→ EXTRACT:

"""

Only in agricultural areas where stone terraces were build to level the planting area did the soil quality not decline, and the land remained productive – often until today. Terracing steep fields can reduce soil erosion by 80-90 percent (which makes it a sustainable practice, since the remaining 10-20 percent are balanced out by natural soil formation processes and through adding compost, manure and other soil amendments) by turning slopes into a series of relatively flat surfaces sperated by reinforced steps.  Another benefit of building terraces from stones is that the soil covered by stones retains moisture for much longer than bare soil.

Using stones to aid farming in drier areas – to build rock gardens and make lithic mulches – was a common method on Rapa Nui (Easter Island), Maori New Zealand, and dry parts of Roman Italy, Peru, North America, and China. Rocks help maintaining soil moisture by sheltering the soil from sun and wind (hence reducing evaporative water loss), and from rain (hence preventing soil erosion and runoff). Soil temperatures are more stable as well, with lower maximum temperatures during the day and higher minimum temperatures during the night, which helps not only the plants themselves, but also many soil organisms that help maintaining fertility and soil structure, and decaying organic matter.

Examples of small stone terraces for vegetable beds

We at Feun Foo do a minimalist form of terracing our vegetable beds, informed by the mistakes and successes of thousands of years of hillside farming by people all over the world.  Listening to the land, we decided to virtually confine the cultivation of annual vegetables to the lower third of the garden (where the slopes are the gentlest) and leave the steeper slopes in the upper part forested for minimal disturbance of the soil.

Although we confine vegetable beds to areas with an almost negligible slope, we still build terraces from stones (carried up by hand, of course) found around our pond. This way we are not only safe in terms of topsoil erosion, but simultaneously create a planting space less prone to drought due to the use of relatively large sandstones (which, as described above, help maintaining soil moisture and stabilizing soil temperatures).

Together with a heavy mulch of bamboo leaves, it suffices to water our vegetables every two days, which translates to using less than half the water compared to conventional agriculture. Since all our vegetable beds are in the immediate vicinity of fruit trees, we eliminate the need to both water and fertilize those trees as well.

This leads us to the second part of this meditation on farming techniques:

 

Climate Smart Farming

With the global climate spinning out of control, and extreme weather events, prolonged droughts and intense rainfall looming, we try our best to adapt to and prepare for the coming insecurity and unreliability of the weather. The other day we went to a community meeting in the village, where an official informed farmers that, from now on, each year can expected to be drier, with longer dry seasons and less overall rainfall during the monsoon (basing this prediction on trends observed in the recent past and projections of climate models on the future).

This is a pretty bold statement, and we were surprised that no solutions were offered afterwards, no plans to deal with the water scarcity, and no proposals on how to best adapt.

A large part of the farming techniques we use are informed by the fact that we will experience severe climatic instability in our lifetime. We know that it might prove to be futile to think we can adapt to what’s coming, but it is undoubtedly at the very least worth trying – better than to change nothing and continue with farming-as-usual until the tipping point is breached that makes farming impossible.

"""

→ SUPPLIED DATA:

"""

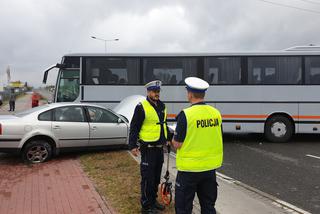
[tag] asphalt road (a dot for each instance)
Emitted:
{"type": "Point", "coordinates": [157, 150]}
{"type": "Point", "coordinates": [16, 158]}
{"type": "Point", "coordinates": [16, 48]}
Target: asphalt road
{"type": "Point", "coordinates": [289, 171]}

"""
"""

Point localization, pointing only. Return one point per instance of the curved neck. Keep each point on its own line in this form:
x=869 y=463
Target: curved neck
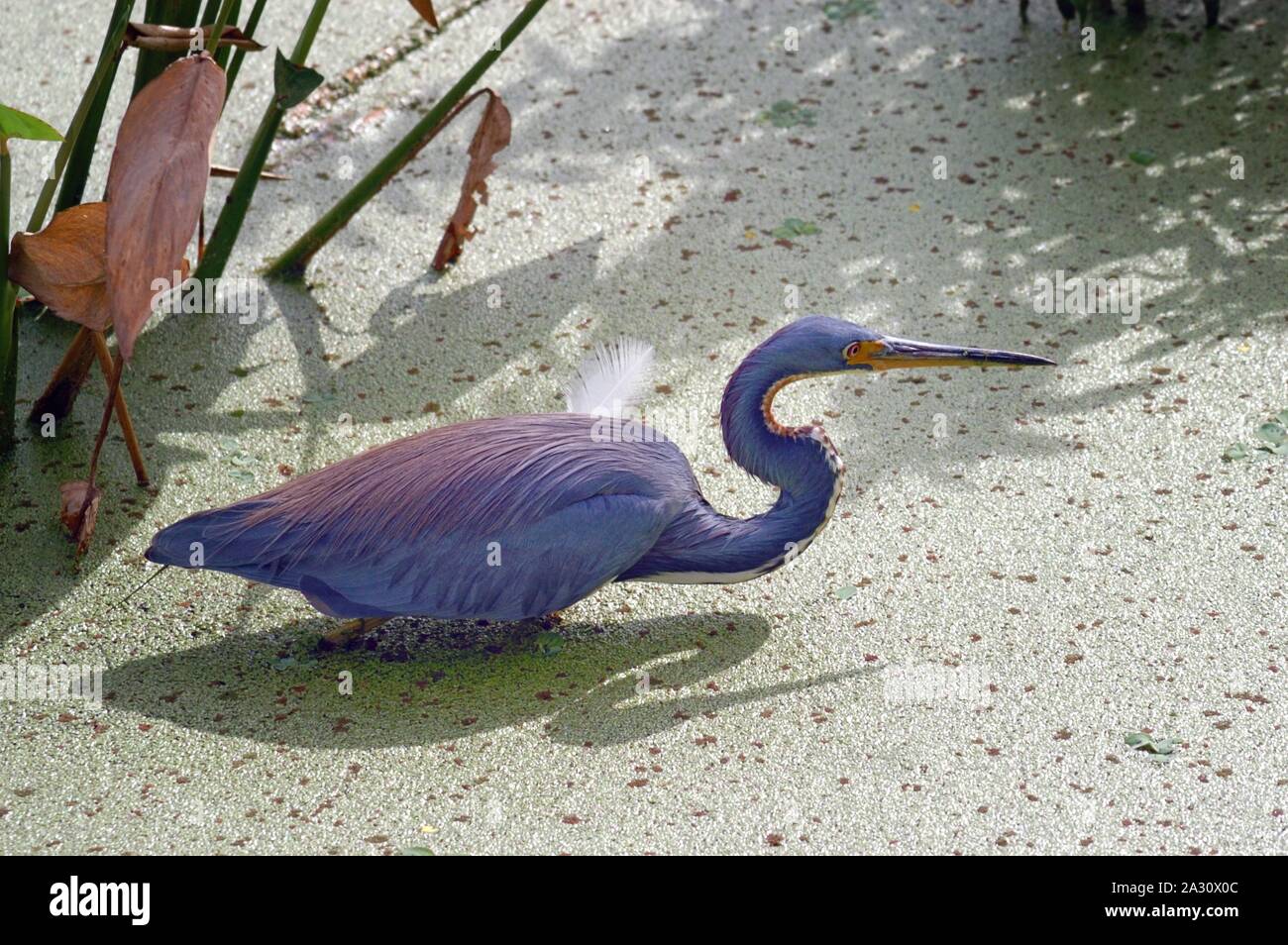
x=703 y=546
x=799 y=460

"""
"""

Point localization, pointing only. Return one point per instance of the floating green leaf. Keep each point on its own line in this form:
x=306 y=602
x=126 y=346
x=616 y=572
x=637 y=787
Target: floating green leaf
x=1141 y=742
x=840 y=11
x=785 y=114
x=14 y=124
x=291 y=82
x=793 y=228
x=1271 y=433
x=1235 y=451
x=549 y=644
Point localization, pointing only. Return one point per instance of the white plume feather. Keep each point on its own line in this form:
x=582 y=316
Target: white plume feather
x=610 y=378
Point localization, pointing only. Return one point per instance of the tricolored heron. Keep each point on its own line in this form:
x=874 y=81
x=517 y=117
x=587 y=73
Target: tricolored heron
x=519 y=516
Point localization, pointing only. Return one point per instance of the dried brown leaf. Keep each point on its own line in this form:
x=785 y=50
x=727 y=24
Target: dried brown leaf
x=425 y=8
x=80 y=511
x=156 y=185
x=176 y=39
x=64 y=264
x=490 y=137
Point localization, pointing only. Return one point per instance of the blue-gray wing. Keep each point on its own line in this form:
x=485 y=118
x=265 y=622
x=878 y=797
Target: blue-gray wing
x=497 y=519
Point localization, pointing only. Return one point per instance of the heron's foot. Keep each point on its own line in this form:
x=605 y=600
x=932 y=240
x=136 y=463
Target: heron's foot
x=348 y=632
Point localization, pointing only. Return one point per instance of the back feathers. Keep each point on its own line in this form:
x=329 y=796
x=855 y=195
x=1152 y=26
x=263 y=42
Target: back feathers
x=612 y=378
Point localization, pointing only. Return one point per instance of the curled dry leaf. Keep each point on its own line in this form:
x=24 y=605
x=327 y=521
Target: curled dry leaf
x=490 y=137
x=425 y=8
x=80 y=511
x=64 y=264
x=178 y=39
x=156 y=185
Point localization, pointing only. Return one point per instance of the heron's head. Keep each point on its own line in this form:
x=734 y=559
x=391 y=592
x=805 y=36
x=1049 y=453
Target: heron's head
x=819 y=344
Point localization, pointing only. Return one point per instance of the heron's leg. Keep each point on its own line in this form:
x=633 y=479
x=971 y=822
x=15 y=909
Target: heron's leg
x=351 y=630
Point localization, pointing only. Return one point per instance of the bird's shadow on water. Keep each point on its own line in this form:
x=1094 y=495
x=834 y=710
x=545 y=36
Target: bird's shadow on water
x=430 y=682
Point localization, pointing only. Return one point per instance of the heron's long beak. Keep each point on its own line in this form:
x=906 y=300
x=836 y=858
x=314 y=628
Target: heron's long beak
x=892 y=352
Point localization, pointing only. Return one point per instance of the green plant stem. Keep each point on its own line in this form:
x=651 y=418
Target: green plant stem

"""

→ QUESTIONS:
**A.** Print the part of the farming text from "Although we confine" through "stabilizing soil temperatures).".
**B.** Answer these from the farming text:
(i) By how much can terracing steep fields reduce soil erosion?
(ii) How often do the vegetables at Feun Foo need watering?
(iii) What did the official at the village meeting say each year would be like from now on?
**C.** Go on with the farming text from its last sentence.

→ EXPECTED RESPONSES:
**A.**
Although we confine vegetable beds to areas with an almost negligible slope, we still build terraces from stones (carried up by hand, of course) found around our pond. This way we are not only safe in terms of topsoil erosion, but simultaneously create a planting space less prone to drought due to the use of relatively large sandstones (which, as described above, help maintaining soil moisture and stabilizing soil temperatures).

**B.**
(i) By 80-90 percent.
(ii) Every two days.
(iii) Drier, with longer dry seasons and less overall rainfall during the monsoon.

**C.**
The United Nations Food and Agriculture Organization (UNFAO) has coined the term Climate Smart Agriculture (CSA) as a way to deal with what the climate will throw at us over the next few decades. Their website states that “CSA aims to tackle three main objectives: sustainably increasing agricultural productivity and incomes; adapting and building resilience to climate change; and reducing and/or removing greenhouse gas emissions, where possible.”

As always with the UN, we have plenty to object – although we acknowledge that the basic framework is well-intentioned. Like with all other UN publications, the aims are not nearly as radical as they would have to be to have an impact in the real world.

Agriculture itself is the culprit and the reason we are in this precarious situation. If anything, we should do away with agriculture and adopt permacultural/horticultural techniques that mimic natural ecosystems and therefore show similar levels of resilience and productivity.

Instead of increasing the productivity (which, by the way, would happen automatically with permacultural/horticultural methods – see below), the goal should be to increase the number of people who do farming. Less people to feed in the cities would take pressure of farmers, and since city people have an unproportionally larger ecological footprint when compared to subsistence farmers, it would be good from all perspectives if more people would make this shift.

If any larger disruption paralyzes cities for even a few days, chaos would ensue because the food stored within the cities lasts for a few days at most.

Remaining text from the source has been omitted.